> [Request]:
Can you retype each of the entries below exactly, line for line, without changing anything?

> [Input rows]:
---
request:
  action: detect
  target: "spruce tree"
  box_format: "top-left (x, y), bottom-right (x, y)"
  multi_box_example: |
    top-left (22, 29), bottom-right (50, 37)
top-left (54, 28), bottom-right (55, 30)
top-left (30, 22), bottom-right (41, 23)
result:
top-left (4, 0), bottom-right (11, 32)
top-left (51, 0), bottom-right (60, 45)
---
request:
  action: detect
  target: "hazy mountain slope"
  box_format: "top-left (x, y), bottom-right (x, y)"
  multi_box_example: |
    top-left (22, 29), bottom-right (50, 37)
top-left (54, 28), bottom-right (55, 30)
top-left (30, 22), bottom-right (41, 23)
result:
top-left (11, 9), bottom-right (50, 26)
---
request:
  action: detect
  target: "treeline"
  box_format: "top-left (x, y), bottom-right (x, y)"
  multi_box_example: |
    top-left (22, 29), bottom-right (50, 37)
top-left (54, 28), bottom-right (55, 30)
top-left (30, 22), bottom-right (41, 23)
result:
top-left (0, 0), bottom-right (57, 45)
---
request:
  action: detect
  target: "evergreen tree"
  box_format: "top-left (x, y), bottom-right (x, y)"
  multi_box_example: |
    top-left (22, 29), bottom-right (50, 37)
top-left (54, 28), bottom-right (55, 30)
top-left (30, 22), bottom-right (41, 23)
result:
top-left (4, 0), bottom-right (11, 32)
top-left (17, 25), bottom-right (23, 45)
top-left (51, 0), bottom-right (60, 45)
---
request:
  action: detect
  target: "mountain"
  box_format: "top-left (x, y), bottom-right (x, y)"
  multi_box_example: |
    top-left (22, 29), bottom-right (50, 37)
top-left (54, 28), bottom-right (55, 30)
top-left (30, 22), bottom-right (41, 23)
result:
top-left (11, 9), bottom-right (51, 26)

> [Written solution]:
---
request:
  action: detect
  target: "spruce tree"
  box_format: "top-left (x, y), bottom-right (x, y)"
  multi_box_example: |
    top-left (22, 29), bottom-right (50, 37)
top-left (54, 28), bottom-right (55, 30)
top-left (30, 22), bottom-right (41, 23)
result:
top-left (4, 0), bottom-right (11, 32)
top-left (51, 0), bottom-right (60, 45)
---
request:
  action: detect
  target: "hazy mountain slope"
  box_format: "top-left (x, y), bottom-right (x, y)"
  multi_box_example: |
    top-left (22, 29), bottom-right (50, 37)
top-left (54, 28), bottom-right (55, 30)
top-left (30, 22), bottom-right (41, 23)
result:
top-left (11, 9), bottom-right (50, 26)
---
request:
  action: detect
  target: "treeline"
  box_format: "top-left (x, y), bottom-right (x, y)"
  multi_box_example: |
    top-left (22, 29), bottom-right (50, 37)
top-left (54, 28), bottom-right (55, 30)
top-left (30, 22), bottom-right (41, 23)
result:
top-left (0, 0), bottom-right (57, 45)
---
request:
  action: detect
  target: "evergreen tree"
  box_format: "top-left (x, y), bottom-right (x, y)"
  multi_box_example: |
    top-left (22, 29), bottom-right (50, 37)
top-left (54, 28), bottom-right (55, 30)
top-left (30, 22), bottom-right (41, 23)
result:
top-left (4, 0), bottom-right (11, 32)
top-left (17, 25), bottom-right (23, 45)
top-left (51, 0), bottom-right (60, 45)
---
request:
  action: detect
  target: "mountain"
  box_format: "top-left (x, y), bottom-right (x, y)"
  multi_box_example: |
    top-left (22, 29), bottom-right (50, 37)
top-left (54, 28), bottom-right (55, 30)
top-left (30, 22), bottom-right (41, 23)
result:
top-left (11, 9), bottom-right (51, 26)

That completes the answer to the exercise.